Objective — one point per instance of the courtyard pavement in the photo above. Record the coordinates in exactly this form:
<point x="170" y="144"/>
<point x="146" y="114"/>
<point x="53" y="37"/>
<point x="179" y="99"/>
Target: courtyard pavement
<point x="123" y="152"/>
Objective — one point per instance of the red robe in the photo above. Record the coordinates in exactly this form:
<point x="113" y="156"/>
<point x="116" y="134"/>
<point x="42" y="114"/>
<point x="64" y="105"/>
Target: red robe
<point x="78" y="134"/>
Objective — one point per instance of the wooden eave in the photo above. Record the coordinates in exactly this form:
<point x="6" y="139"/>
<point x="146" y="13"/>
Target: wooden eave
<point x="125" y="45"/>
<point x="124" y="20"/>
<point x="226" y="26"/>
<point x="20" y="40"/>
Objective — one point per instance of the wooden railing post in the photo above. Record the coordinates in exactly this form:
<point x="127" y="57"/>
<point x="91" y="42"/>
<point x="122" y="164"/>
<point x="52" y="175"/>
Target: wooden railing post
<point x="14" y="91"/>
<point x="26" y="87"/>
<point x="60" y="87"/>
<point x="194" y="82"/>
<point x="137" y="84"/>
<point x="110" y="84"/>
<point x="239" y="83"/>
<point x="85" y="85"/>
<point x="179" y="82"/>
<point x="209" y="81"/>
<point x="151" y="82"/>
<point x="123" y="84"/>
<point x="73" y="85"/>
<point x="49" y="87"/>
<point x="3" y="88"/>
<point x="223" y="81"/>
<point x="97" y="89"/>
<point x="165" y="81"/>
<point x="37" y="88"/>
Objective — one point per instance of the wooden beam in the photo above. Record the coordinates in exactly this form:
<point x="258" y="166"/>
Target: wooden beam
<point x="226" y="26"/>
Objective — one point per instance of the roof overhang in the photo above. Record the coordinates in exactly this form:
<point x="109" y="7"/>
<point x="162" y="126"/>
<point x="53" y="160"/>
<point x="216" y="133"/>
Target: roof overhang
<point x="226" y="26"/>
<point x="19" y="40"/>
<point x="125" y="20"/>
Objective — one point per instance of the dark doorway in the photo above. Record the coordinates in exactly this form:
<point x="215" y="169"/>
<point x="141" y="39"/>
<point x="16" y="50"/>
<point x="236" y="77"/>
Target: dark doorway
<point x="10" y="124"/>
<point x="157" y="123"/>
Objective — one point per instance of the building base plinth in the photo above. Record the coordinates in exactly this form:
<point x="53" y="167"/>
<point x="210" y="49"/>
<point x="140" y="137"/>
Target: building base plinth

> [Work to complete]: What you return must match the data word for word.

> [Answer for this exercise]:
Objective — one point per instance of the courtyard pavement in the photo above. Record the coordinates in exactly this form:
<point x="170" y="144"/>
<point x="146" y="114"/>
<point x="53" y="37"/>
<point x="179" y="99"/>
Target: courtyard pavement
<point x="123" y="152"/>
Objective — one point per instance of the red robe in the photo above. Record the coordinates in exactly this form:
<point x="113" y="156"/>
<point x="116" y="134"/>
<point x="42" y="114"/>
<point x="64" y="105"/>
Target: red robe
<point x="78" y="134"/>
Objective — one point per instance of the wooden eave in the photo above. Record the coordinates in exactly this form:
<point x="6" y="139"/>
<point x="146" y="13"/>
Target: wooden eave
<point x="125" y="45"/>
<point x="124" y="20"/>
<point x="226" y="26"/>
<point x="20" y="40"/>
Objective — one point per instance of the wooden railing post in the photo above. Record the coordinates in exactly this form:
<point x="127" y="57"/>
<point x="91" y="42"/>
<point x="122" y="164"/>
<point x="52" y="175"/>
Target: wooden railing post
<point x="14" y="91"/>
<point x="26" y="87"/>
<point x="60" y="87"/>
<point x="194" y="82"/>
<point x="137" y="84"/>
<point x="110" y="84"/>
<point x="239" y="83"/>
<point x="85" y="85"/>
<point x="179" y="82"/>
<point x="209" y="81"/>
<point x="151" y="82"/>
<point x="123" y="84"/>
<point x="73" y="85"/>
<point x="49" y="87"/>
<point x="3" y="88"/>
<point x="223" y="81"/>
<point x="97" y="89"/>
<point x="165" y="81"/>
<point x="37" y="88"/>
Objective — one point per instance of the wooden beam in the photo above. Record the coordinates in exactly this form:
<point x="258" y="166"/>
Target: wooden beam
<point x="226" y="26"/>
Objective — one point per instance of the roof overhang in the photo above. Record the coordinates in exactly this form:
<point x="109" y="7"/>
<point x="162" y="126"/>
<point x="53" y="160"/>
<point x="216" y="133"/>
Target: roof overhang
<point x="226" y="26"/>
<point x="19" y="40"/>
<point x="125" y="20"/>
Objective — one point per instance of the dark doorway in the photo above. Record the coordinates in exactly this form:
<point x="215" y="169"/>
<point x="141" y="39"/>
<point x="16" y="50"/>
<point x="236" y="77"/>
Target: dark doorway
<point x="10" y="124"/>
<point x="157" y="123"/>
Objective — one point per instance of the building base plinth in the photo above. Record the coordinates in exactly this form:
<point x="53" y="167"/>
<point x="210" y="49"/>
<point x="140" y="137"/>
Target: building base plinth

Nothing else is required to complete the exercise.